• [Dataset entries]
------------------------------

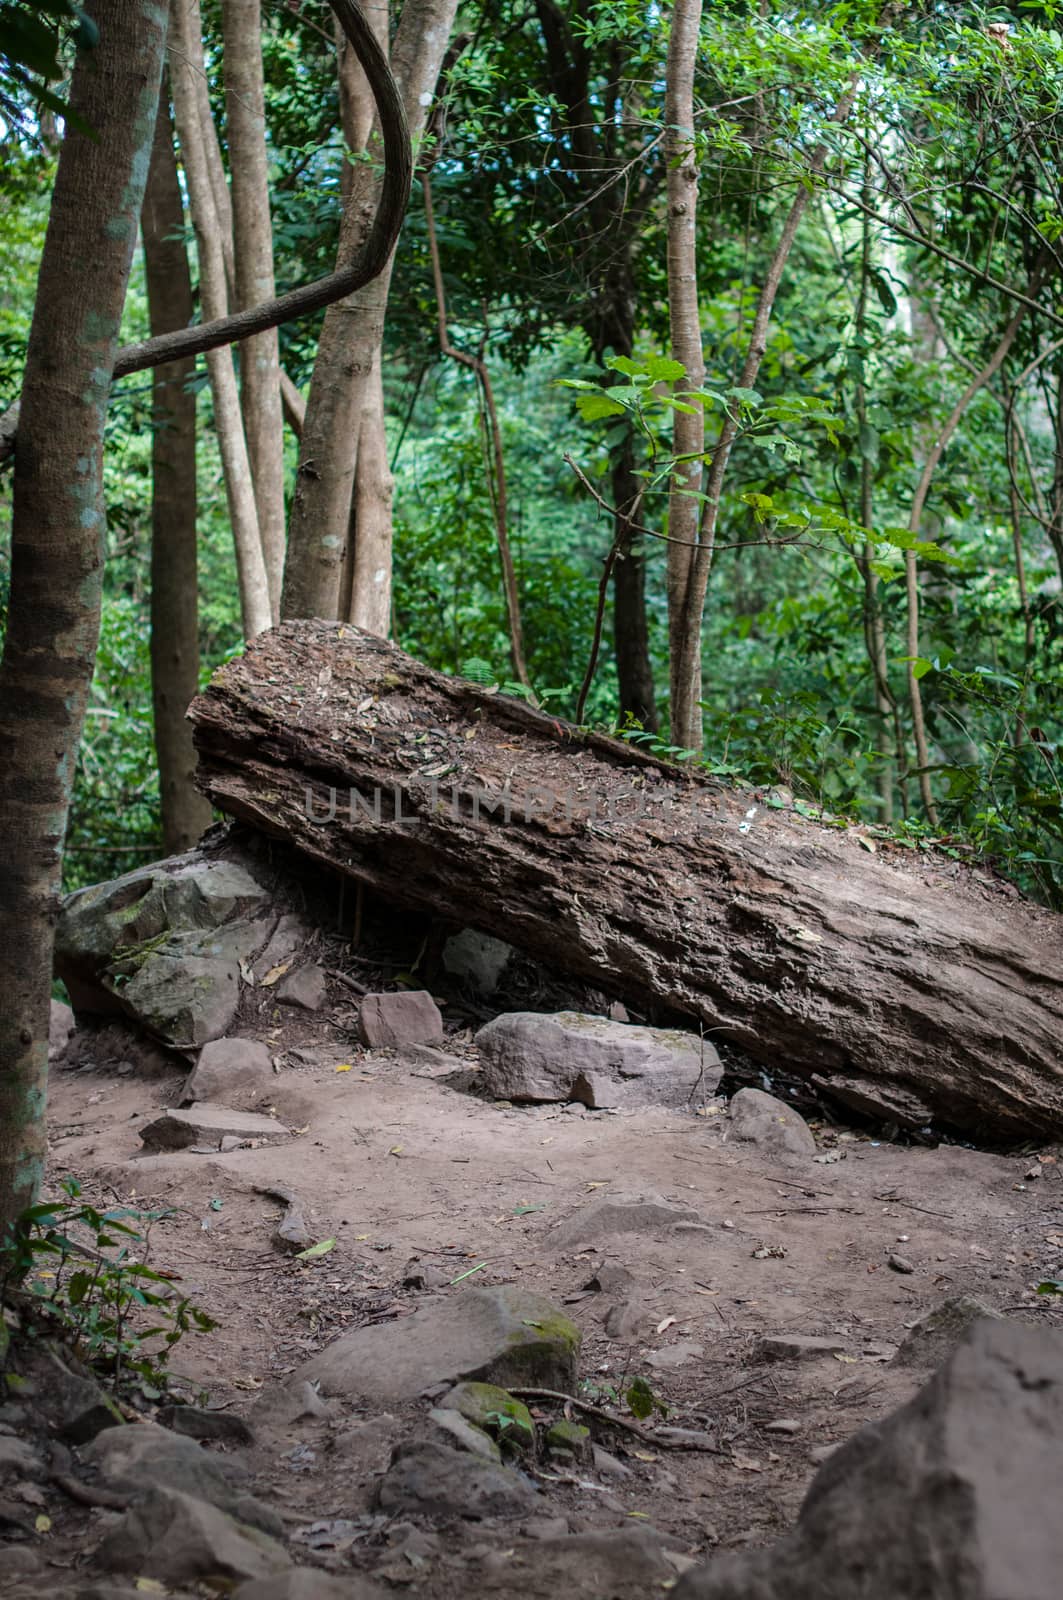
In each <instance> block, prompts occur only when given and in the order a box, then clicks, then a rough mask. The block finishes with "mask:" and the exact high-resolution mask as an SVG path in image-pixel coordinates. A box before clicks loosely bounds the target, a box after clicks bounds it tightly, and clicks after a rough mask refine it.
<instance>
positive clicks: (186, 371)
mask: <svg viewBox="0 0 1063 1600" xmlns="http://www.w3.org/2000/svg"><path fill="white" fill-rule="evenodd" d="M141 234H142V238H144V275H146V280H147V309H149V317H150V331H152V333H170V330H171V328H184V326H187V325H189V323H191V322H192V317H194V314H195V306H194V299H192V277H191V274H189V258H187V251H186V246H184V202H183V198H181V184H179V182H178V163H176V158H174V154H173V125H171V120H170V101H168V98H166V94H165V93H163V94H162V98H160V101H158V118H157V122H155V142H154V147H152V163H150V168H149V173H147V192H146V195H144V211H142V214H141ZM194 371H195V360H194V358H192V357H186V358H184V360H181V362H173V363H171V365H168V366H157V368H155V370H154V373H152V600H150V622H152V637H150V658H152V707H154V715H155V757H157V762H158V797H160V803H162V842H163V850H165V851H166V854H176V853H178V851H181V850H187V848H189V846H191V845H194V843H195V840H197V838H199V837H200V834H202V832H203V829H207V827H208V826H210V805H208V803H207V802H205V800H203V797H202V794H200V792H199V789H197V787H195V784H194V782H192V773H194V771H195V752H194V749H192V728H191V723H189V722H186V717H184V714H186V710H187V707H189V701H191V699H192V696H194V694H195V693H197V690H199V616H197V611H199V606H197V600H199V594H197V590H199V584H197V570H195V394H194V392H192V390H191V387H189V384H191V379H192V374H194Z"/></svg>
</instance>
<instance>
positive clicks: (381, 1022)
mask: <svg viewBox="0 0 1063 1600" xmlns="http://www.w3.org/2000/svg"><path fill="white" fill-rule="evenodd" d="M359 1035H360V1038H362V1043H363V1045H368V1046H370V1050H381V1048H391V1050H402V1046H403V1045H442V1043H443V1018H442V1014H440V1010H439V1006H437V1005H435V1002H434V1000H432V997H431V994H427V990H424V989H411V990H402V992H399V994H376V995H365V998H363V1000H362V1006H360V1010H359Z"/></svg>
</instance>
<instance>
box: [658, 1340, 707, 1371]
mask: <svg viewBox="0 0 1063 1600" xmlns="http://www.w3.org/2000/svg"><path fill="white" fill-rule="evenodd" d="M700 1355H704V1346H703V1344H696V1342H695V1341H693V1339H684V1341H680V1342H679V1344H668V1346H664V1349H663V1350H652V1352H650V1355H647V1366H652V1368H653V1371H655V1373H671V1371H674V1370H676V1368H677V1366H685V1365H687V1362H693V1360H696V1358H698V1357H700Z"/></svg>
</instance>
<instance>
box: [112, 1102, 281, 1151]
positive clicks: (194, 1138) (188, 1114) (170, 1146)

------------------------------

• [Task objective]
Rewrite every line of the items above as a JSON list of strings, one string per line, with blank lines skipped and the pictures left out.

• [Solution for this problem]
[
  "In each <instance> block, prompts occur only when given and in the order a box, then clicks, then a rough mask. The block finishes with \"mask:\" and the exact high-resolution mask as an SVG path in image-pixel coordinates. A box before clicks loosely bounds the target, a box after clicks bounds it tightly, and clicks after a rough mask refine it.",
  "<instance>",
  "positive clicks: (186, 371)",
  "mask: <svg viewBox=\"0 0 1063 1600\" xmlns=\"http://www.w3.org/2000/svg\"><path fill=\"white\" fill-rule=\"evenodd\" d=\"M141 234H142V238H144V275H146V280H147V309H149V317H150V331H152V333H170V330H171V328H184V326H187V325H189V323H191V322H192V317H194V314H195V306H194V299H192V277H191V274H189V258H187V251H186V246H184V202H183V198H181V184H179V182H178V163H176V158H174V154H173V125H171V120H170V101H168V98H166V94H165V93H163V94H162V98H160V101H158V118H157V122H155V142H154V147H152V163H150V168H149V173H147V192H146V195H144V211H142V214H141ZM194 371H195V360H194V358H192V357H186V358H184V360H181V362H173V363H171V365H168V366H157V368H155V370H154V373H152V600H150V622H152V637H150V658H152V707H154V715H155V757H157V762H158V797H160V803H162V842H163V850H165V851H166V854H176V853H178V851H181V850H187V848H189V846H191V845H194V843H195V840H197V838H199V837H200V834H202V832H203V829H207V827H208V826H210V805H208V803H207V802H205V800H203V797H202V794H200V792H199V789H197V787H195V784H194V782H192V773H194V771H195V752H194V749H192V728H191V723H189V722H186V717H184V714H186V710H187V707H189V701H191V699H192V696H194V694H195V693H197V690H199V616H197V611H199V606H197V600H199V594H197V590H199V584H197V570H195V394H194V392H192V390H191V387H189V384H191V379H192V374H194Z\"/></svg>",
  "</instance>",
  "<instance>",
  "positive clicks: (381, 1022)",
  "mask: <svg viewBox=\"0 0 1063 1600\" xmlns=\"http://www.w3.org/2000/svg\"><path fill=\"white\" fill-rule=\"evenodd\" d=\"M359 1035H360V1038H362V1043H363V1045H368V1046H370V1050H381V1048H391V1050H402V1046H403V1045H442V1043H443V1018H442V1014H440V1010H439V1006H437V1005H435V1002H434V1000H432V997H431V994H427V990H424V989H411V990H402V992H399V994H376V995H365V998H363V1000H362V1006H360V1010H359Z\"/></svg>",
  "</instance>",
  "<instance>",
  "box: [658, 1340, 707, 1371]",
  "mask: <svg viewBox=\"0 0 1063 1600\" xmlns=\"http://www.w3.org/2000/svg\"><path fill=\"white\" fill-rule=\"evenodd\" d=\"M700 1355H704V1346H703V1344H696V1342H695V1341H693V1339H684V1341H680V1342H679V1344H668V1346H664V1349H663V1350H652V1352H650V1355H647V1366H652V1368H653V1371H655V1373H671V1371H674V1370H676V1368H677V1366H685V1365H687V1362H693V1360H696V1358H698V1357H700Z\"/></svg>",
  "</instance>",
  "<instance>",
  "box: [112, 1102, 281, 1151]",
  "positive clicks: (194, 1138) (188, 1114) (170, 1146)"
]